> _Required task_: Reproduce the material below verbatim, keeping every line in its original order.

[Start of Dataset extract]

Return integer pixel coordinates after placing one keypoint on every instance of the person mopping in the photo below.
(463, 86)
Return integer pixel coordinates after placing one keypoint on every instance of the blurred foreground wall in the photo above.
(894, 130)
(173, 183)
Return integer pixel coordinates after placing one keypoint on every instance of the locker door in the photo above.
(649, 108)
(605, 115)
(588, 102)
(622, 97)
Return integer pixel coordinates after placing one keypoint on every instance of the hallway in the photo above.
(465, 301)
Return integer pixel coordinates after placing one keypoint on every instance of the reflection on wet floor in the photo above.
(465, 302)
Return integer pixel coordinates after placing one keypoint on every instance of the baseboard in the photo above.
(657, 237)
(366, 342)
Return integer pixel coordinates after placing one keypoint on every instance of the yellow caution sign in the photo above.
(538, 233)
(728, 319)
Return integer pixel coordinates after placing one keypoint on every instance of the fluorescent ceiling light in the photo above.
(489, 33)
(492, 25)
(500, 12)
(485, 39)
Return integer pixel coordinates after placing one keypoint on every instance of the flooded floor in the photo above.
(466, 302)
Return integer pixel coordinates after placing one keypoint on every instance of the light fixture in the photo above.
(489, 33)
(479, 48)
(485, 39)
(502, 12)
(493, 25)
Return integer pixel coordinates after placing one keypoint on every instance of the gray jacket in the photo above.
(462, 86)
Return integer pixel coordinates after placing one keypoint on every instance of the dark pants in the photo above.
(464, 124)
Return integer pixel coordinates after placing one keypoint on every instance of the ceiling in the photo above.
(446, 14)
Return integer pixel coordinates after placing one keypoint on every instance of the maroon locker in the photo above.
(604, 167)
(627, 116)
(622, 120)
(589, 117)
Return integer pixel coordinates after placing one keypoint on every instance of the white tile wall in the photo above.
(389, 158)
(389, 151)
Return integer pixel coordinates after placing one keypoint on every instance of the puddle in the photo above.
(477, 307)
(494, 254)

[End of Dataset extract]

> _The reply_:
Return integer pixel coordinates after placing one keypoint on every instance of the person mopping in the photo below.
(463, 86)
Return integer pixel coordinates after placing one keypoint on every instance of the blurred foreground wall in the photo above.
(894, 130)
(173, 183)
Return integer pixel coordinates after placing one keypoint on every instance of the locker door in the photo above.
(649, 108)
(605, 115)
(588, 102)
(622, 97)
Return integer pixel coordinates after placing one keypoint on every instance of the hallway in the photo above.
(465, 301)
Return integer pixel coordinates after placing one keypoint on every instance of the reflection on wet floor in the photo above.
(465, 302)
Return integer pixel coordinates after placing one keypoint on every instance of the baseboard in the photo above.
(657, 237)
(366, 342)
Return integer pixel coordinates after placing one keypoint on every instance of the yellow caution sign in the photo above.
(538, 233)
(728, 319)
Return integer pixel coordinates after placing one keypoint on every instance of the fluorescent ceiling light in the photo above.
(489, 33)
(492, 25)
(500, 12)
(485, 39)
Return integer pixel coordinates after placing one keypoint on every instance of the flooded floor in the photo above.
(466, 302)
Return integer pixel coordinates after placing one keypoint on every instance of the light fixture in the photo above.
(489, 33)
(479, 48)
(485, 39)
(502, 12)
(493, 25)
Return integer pixel coordinates after placing one keypoint on every instance of the gray jacket in the photo above.
(462, 86)
Return integer pixel coordinates after placing one keypoint on every instance of the dark pants in the photo above.
(464, 124)
Return integer pixel coordinates after placing one keypoint on every instance of the ceiling in the photo above.
(446, 14)
Return integer pixel coordinates after placing one keypoint on every instance of the maroon locker in the photo above.
(604, 167)
(627, 116)
(622, 120)
(589, 117)
Return integer pixel coordinates after placing one keypoint on every instance of the white tile wall in the photo above.
(389, 158)
(389, 151)
Return integer pixel coordinates after placing one keypoint on every instance of the puddle in the photo above.
(477, 307)
(494, 254)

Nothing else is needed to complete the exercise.